EXTRAIT CHOISI:
++++
Les négociations se déroulent dans un climat de morosité à l'usine de la rue Notre-Dame. «On ne voit pas de (nouvelle) production arriver. On dirait que Montréal est désuet. On a peur que ça ferme Montréal et la brasserie Molson vient de Montréal», nous a confié un syndiqué sous le couvert de l'anonymat. Le porte-parole du syndicat ne s'est guère montré plus rassurant. « (Dans l'entente rejetée du 6 février), il n'y avait pas de promesse d'investissement. Il y avait simplement la promesse que la brasserie resterait ouverte et c'est déjà pas mal dans le contexte économique actuel», a dit Stéphane Lacroix.

L'usine de Montréal fonctionne au ralenti depuis la fermeture de la chaîne de production numéro 3 en 2008 à la suite de la perte du mandat de brassage de la bière Blue Moon pour le marché américain. Ça représentait le tiers de la production de l'usine montréalaise à l'époque. Cette bière est l'équivalente de la Rickard's White au Canada.

Gel des salaires pendant cinq ans

Dans l'entente qui a été rejetée le 6 février, le gel des salaires était la principale pomme de discorde. Le contrat de travail de sept ans prévoyait un gel salarial les cinq premières années. Il était toutefois prévu qu'une prime de près de 1000$ par année soit versée aux employés permanents pendant les années 2 à 5 du contrat de travail. Les employés temporaires de l'usine n'avaient droit à aucune augmentation de salaire pendant les cinq premières années. Une augmentation salariale de 1% était prévue les deux dernières années de la convention, en 2016 et 2017.

Chez Molson Coors, les avantages sociaux, comme les vacances, les assurances et le régime de retraite, sont établis en fonction du salaire et ne tiennent pas compte des primes.

Le porte-parole des Teamsters parlait dans nos pages d'une augmentation de 8% en sept ans sans préciser ces détails. L'interprétation qu'il faisait du contenu de l'entente en a fait réagir certains.

Autre sujet d'insatisfaction, les prestations de retraite ne sont plus indexées depuis 2004. Chaque année de service donne droit à une rente mensuelle de 100$. Un travailleur ayant accumulé 85 points, par exemple 60 ans d'âge et 25 années de service, aura droit à une rente mensuelle non indexée de 2500$. Les travailleurs, dont il reste 15 ans à travailler avant la retraite, s'interrogent sur ce que vaudra une rente de 2500$ par mois en 2026.

Par ailleurs, le nombre de permanents à l'usine de Montréal est appelé à diminuer. Dans l'entente rejetée du 6 février, on prévoyait le remplacement d'un employé permanent pour chaque trois départs à la retraite à partir de 2015. La direction de Molson Coors assure toutefois que le nombre d'employés (permanents et temporaires) devrait rester sensiblement le même dans un avenir prévisible.

L'usine de Montréal n'a pas connu d'arrêt de travail depuis près de 20 ans.
++++
CONSIGNE 1:
Déterminez combien de lignes de la liste contiennent la chaîne « white », en respectant la casse, puis indiquez seulement ce nombre.
++++
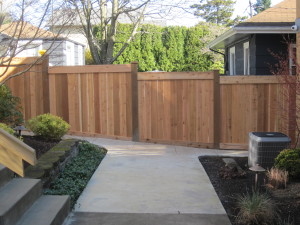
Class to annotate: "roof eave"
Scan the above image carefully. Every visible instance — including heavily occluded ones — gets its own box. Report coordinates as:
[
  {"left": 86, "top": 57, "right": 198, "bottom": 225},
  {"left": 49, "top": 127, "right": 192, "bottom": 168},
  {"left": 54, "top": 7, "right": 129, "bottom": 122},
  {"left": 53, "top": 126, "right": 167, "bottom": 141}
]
[{"left": 208, "top": 26, "right": 297, "bottom": 49}]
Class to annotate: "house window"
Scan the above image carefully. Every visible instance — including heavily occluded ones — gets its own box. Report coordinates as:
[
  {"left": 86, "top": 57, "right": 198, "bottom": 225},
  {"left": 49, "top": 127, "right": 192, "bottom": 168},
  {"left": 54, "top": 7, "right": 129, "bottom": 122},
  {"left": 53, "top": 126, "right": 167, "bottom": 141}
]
[
  {"left": 229, "top": 47, "right": 236, "bottom": 75},
  {"left": 289, "top": 44, "right": 297, "bottom": 75},
  {"left": 67, "top": 42, "right": 75, "bottom": 66},
  {"left": 244, "top": 42, "right": 250, "bottom": 75},
  {"left": 16, "top": 40, "right": 42, "bottom": 57}
]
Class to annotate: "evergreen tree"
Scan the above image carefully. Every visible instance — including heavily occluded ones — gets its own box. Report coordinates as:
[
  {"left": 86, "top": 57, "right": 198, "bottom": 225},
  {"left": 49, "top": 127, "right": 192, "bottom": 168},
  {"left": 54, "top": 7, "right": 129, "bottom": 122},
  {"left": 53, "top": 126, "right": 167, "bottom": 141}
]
[
  {"left": 94, "top": 22, "right": 225, "bottom": 72},
  {"left": 191, "top": 0, "right": 235, "bottom": 26},
  {"left": 254, "top": 0, "right": 272, "bottom": 14}
]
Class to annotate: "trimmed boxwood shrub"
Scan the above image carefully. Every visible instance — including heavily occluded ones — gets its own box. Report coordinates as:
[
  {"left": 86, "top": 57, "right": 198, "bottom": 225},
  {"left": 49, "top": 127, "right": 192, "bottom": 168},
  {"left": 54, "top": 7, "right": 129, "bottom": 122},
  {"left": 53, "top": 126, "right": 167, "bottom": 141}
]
[
  {"left": 44, "top": 142, "right": 107, "bottom": 207},
  {"left": 26, "top": 113, "right": 70, "bottom": 140},
  {"left": 275, "top": 148, "right": 300, "bottom": 178}
]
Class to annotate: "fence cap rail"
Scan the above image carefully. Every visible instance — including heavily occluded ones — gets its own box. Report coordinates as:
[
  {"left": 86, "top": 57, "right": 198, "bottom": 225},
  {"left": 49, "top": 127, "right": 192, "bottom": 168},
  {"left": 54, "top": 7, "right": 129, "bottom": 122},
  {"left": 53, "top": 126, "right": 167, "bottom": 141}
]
[
  {"left": 0, "top": 57, "right": 43, "bottom": 66},
  {"left": 138, "top": 71, "right": 214, "bottom": 81},
  {"left": 220, "top": 75, "right": 283, "bottom": 84},
  {"left": 48, "top": 64, "right": 131, "bottom": 75}
]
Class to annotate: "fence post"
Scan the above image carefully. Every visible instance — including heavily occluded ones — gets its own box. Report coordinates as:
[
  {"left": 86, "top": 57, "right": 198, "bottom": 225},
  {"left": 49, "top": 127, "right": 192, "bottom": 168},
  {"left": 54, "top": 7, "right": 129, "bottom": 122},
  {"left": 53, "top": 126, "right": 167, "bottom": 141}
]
[
  {"left": 213, "top": 70, "right": 221, "bottom": 149},
  {"left": 131, "top": 62, "right": 140, "bottom": 141},
  {"left": 41, "top": 56, "right": 50, "bottom": 113}
]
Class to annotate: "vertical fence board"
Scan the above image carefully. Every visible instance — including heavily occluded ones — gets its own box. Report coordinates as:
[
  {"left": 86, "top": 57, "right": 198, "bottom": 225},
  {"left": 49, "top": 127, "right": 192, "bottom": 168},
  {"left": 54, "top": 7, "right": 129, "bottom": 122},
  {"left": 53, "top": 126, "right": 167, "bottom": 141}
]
[{"left": 3, "top": 58, "right": 295, "bottom": 149}]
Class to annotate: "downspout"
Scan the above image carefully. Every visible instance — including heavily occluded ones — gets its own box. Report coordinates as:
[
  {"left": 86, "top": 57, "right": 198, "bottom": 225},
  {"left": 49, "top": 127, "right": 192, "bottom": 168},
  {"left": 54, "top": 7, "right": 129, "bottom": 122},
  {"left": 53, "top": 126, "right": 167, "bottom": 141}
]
[{"left": 209, "top": 48, "right": 226, "bottom": 73}]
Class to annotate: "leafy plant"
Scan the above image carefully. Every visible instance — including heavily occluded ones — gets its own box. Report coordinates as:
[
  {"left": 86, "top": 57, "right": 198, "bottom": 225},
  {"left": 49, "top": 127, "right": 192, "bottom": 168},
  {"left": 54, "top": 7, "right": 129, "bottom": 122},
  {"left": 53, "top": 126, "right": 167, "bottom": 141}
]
[
  {"left": 267, "top": 168, "right": 289, "bottom": 189},
  {"left": 26, "top": 113, "right": 70, "bottom": 139},
  {"left": 236, "top": 191, "right": 277, "bottom": 225},
  {"left": 275, "top": 148, "right": 300, "bottom": 178},
  {"left": 0, "top": 85, "right": 24, "bottom": 126},
  {"left": 44, "top": 142, "right": 107, "bottom": 206},
  {"left": 0, "top": 123, "right": 15, "bottom": 135}
]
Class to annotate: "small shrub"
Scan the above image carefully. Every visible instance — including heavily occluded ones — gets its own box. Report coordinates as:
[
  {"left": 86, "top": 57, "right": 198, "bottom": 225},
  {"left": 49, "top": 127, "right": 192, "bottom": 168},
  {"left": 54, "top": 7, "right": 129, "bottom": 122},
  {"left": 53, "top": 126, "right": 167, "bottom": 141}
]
[
  {"left": 0, "top": 123, "right": 15, "bottom": 135},
  {"left": 236, "top": 191, "right": 277, "bottom": 225},
  {"left": 26, "top": 113, "right": 70, "bottom": 139},
  {"left": 275, "top": 148, "right": 300, "bottom": 178},
  {"left": 0, "top": 85, "right": 24, "bottom": 126},
  {"left": 267, "top": 168, "right": 289, "bottom": 189},
  {"left": 44, "top": 142, "right": 106, "bottom": 207}
]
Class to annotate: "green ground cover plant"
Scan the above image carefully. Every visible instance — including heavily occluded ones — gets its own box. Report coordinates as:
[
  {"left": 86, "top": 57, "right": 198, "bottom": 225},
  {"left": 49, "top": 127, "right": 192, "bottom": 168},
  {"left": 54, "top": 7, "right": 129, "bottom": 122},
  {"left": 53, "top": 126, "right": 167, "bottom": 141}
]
[
  {"left": 275, "top": 148, "right": 300, "bottom": 179},
  {"left": 236, "top": 191, "right": 277, "bottom": 225},
  {"left": 26, "top": 113, "right": 70, "bottom": 140},
  {"left": 44, "top": 142, "right": 107, "bottom": 207}
]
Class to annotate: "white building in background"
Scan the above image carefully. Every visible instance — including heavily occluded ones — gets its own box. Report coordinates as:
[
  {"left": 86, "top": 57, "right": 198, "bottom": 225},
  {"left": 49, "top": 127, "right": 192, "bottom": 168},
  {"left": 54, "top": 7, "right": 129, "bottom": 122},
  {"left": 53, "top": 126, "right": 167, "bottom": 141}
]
[{"left": 0, "top": 22, "right": 85, "bottom": 66}]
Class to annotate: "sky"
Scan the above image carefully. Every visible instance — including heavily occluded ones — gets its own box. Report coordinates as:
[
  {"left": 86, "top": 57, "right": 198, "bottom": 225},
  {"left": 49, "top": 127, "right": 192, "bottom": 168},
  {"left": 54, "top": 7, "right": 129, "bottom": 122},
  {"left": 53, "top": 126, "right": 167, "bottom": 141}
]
[{"left": 167, "top": 0, "right": 283, "bottom": 27}]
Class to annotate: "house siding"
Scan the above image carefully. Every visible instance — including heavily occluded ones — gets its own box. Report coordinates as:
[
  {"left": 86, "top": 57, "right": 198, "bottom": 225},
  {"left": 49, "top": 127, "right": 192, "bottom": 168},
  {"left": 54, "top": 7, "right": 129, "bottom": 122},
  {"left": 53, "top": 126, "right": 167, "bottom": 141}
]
[{"left": 43, "top": 40, "right": 66, "bottom": 66}]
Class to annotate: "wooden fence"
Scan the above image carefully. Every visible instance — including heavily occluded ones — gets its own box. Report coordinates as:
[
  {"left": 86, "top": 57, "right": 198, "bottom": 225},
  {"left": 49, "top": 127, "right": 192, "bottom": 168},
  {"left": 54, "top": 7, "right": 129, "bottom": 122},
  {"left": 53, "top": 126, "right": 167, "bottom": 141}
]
[
  {"left": 1, "top": 57, "right": 49, "bottom": 120},
  {"left": 220, "top": 76, "right": 295, "bottom": 149},
  {"left": 49, "top": 64, "right": 137, "bottom": 139},
  {"left": 138, "top": 72, "right": 219, "bottom": 148},
  {"left": 4, "top": 58, "right": 295, "bottom": 149}
]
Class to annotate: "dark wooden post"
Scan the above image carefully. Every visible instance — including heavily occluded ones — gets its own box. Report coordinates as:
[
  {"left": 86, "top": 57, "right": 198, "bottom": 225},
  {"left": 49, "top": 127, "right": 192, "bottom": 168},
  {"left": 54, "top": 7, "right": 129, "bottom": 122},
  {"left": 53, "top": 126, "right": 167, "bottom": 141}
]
[
  {"left": 41, "top": 56, "right": 50, "bottom": 113},
  {"left": 213, "top": 70, "right": 221, "bottom": 149},
  {"left": 131, "top": 62, "right": 140, "bottom": 141},
  {"left": 294, "top": 0, "right": 300, "bottom": 147}
]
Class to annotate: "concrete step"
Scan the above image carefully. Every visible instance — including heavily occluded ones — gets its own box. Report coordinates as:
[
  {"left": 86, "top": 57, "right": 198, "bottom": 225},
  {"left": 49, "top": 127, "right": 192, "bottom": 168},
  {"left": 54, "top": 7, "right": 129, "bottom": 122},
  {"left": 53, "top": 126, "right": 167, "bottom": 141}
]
[
  {"left": 0, "top": 178, "right": 42, "bottom": 225},
  {"left": 0, "top": 164, "right": 14, "bottom": 187},
  {"left": 17, "top": 195, "right": 70, "bottom": 225}
]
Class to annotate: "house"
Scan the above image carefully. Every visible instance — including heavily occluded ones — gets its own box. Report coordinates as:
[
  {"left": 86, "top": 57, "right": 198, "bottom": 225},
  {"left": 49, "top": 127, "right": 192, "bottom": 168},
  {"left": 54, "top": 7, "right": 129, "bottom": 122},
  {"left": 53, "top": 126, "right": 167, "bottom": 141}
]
[
  {"left": 0, "top": 22, "right": 85, "bottom": 66},
  {"left": 209, "top": 0, "right": 296, "bottom": 75}
]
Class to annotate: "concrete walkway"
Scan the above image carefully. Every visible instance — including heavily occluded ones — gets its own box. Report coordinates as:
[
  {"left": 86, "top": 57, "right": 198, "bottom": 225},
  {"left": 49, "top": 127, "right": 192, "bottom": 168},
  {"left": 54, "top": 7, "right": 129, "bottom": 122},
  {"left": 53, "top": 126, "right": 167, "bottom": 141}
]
[{"left": 63, "top": 137, "right": 247, "bottom": 225}]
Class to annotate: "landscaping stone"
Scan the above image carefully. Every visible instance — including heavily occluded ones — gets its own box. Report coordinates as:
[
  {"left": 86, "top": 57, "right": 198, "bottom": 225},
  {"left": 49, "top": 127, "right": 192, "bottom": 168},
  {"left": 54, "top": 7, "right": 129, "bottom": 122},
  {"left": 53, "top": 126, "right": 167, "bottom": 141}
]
[{"left": 25, "top": 139, "right": 79, "bottom": 188}]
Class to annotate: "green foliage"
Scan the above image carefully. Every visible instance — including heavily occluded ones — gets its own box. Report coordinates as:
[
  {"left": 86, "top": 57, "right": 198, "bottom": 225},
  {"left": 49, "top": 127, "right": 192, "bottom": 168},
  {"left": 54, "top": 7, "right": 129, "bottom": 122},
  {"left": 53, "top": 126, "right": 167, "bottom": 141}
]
[
  {"left": 236, "top": 191, "right": 278, "bottom": 225},
  {"left": 0, "top": 85, "right": 23, "bottom": 126},
  {"left": 0, "top": 123, "right": 15, "bottom": 135},
  {"left": 44, "top": 142, "right": 107, "bottom": 207},
  {"left": 115, "top": 23, "right": 224, "bottom": 72},
  {"left": 254, "top": 0, "right": 272, "bottom": 14},
  {"left": 26, "top": 113, "right": 70, "bottom": 139},
  {"left": 191, "top": 0, "right": 245, "bottom": 26},
  {"left": 275, "top": 148, "right": 300, "bottom": 178}
]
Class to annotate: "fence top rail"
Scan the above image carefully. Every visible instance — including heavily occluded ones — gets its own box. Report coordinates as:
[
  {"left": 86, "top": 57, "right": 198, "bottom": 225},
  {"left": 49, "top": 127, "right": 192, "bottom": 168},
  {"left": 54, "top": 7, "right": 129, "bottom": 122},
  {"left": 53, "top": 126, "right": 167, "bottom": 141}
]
[
  {"left": 138, "top": 71, "right": 214, "bottom": 81},
  {"left": 1, "top": 57, "right": 43, "bottom": 67},
  {"left": 220, "top": 75, "right": 283, "bottom": 84},
  {"left": 48, "top": 64, "right": 131, "bottom": 74}
]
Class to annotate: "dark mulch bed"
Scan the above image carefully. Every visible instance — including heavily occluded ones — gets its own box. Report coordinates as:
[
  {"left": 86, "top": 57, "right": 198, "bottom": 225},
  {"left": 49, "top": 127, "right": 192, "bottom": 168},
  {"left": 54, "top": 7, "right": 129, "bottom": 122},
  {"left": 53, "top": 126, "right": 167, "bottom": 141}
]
[
  {"left": 22, "top": 135, "right": 60, "bottom": 158},
  {"left": 199, "top": 157, "right": 300, "bottom": 225}
]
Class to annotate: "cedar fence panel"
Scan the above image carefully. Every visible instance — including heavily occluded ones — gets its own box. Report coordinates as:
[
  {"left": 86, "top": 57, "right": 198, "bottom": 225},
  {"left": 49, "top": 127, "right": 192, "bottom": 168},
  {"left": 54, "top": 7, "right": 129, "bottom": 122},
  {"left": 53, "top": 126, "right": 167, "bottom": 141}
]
[
  {"left": 49, "top": 65, "right": 132, "bottom": 139},
  {"left": 0, "top": 58, "right": 296, "bottom": 149},
  {"left": 220, "top": 76, "right": 294, "bottom": 149},
  {"left": 138, "top": 72, "right": 218, "bottom": 148},
  {"left": 0, "top": 57, "right": 50, "bottom": 120}
]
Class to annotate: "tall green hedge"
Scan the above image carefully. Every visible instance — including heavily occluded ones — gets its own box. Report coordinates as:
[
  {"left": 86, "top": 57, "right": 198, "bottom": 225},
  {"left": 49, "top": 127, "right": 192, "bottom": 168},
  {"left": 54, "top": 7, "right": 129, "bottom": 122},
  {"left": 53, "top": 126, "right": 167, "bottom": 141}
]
[{"left": 88, "top": 23, "right": 223, "bottom": 72}]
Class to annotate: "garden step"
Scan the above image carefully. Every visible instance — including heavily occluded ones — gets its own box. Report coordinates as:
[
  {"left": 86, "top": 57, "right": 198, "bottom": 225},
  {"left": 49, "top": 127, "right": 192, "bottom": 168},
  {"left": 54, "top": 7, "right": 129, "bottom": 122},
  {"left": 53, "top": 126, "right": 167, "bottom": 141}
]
[
  {"left": 0, "top": 164, "right": 14, "bottom": 187},
  {"left": 17, "top": 195, "right": 70, "bottom": 225},
  {"left": 0, "top": 178, "right": 42, "bottom": 225}
]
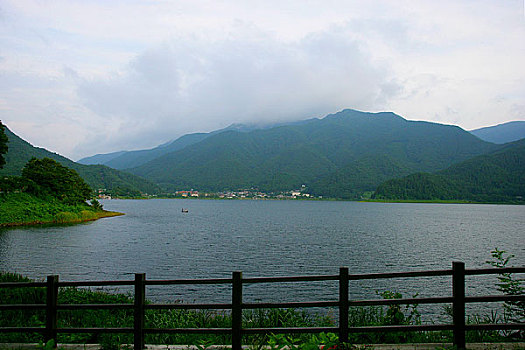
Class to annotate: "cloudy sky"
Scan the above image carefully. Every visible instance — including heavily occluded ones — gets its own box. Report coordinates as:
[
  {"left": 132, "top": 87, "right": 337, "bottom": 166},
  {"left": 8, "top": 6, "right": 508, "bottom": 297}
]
[{"left": 0, "top": 0, "right": 525, "bottom": 160}]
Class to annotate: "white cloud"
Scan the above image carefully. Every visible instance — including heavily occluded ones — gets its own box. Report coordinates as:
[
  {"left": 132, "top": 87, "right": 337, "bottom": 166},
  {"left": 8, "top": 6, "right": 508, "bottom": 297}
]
[{"left": 0, "top": 0, "right": 525, "bottom": 158}]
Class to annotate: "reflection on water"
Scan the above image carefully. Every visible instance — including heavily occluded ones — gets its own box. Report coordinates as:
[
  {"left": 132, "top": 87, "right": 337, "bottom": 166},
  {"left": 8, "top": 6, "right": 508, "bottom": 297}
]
[{"left": 0, "top": 200, "right": 525, "bottom": 318}]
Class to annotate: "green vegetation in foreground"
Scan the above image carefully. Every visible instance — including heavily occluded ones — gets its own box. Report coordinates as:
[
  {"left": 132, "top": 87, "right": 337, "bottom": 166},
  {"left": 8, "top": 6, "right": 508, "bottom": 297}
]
[
  {"left": 0, "top": 158, "right": 120, "bottom": 226},
  {"left": 0, "top": 249, "right": 525, "bottom": 349},
  {"left": 0, "top": 193, "right": 123, "bottom": 227},
  {"left": 0, "top": 127, "right": 160, "bottom": 196}
]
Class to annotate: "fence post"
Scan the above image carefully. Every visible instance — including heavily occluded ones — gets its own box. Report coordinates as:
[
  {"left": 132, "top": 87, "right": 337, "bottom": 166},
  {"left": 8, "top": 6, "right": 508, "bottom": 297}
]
++++
CONSIGNE 2:
Répondez aux questions suivantes à partir de l'extrait sur les négociations à l'usine montréalaise de Molson.
(a) En quelle année la chaîne de production numéro 3 a-t-elle été fermée ?
(b) Depuis quelle année les prestations de retraite ne sont-elles plus indexées ?
(c) Quel montant de rente mensuelle chaque année de service donne-t-elle ?

RÉPONSE 1:
2

RÉPONSE 2:
(a) En 2008.
(b) Depuis 2004.
(c) 100 $ par mois.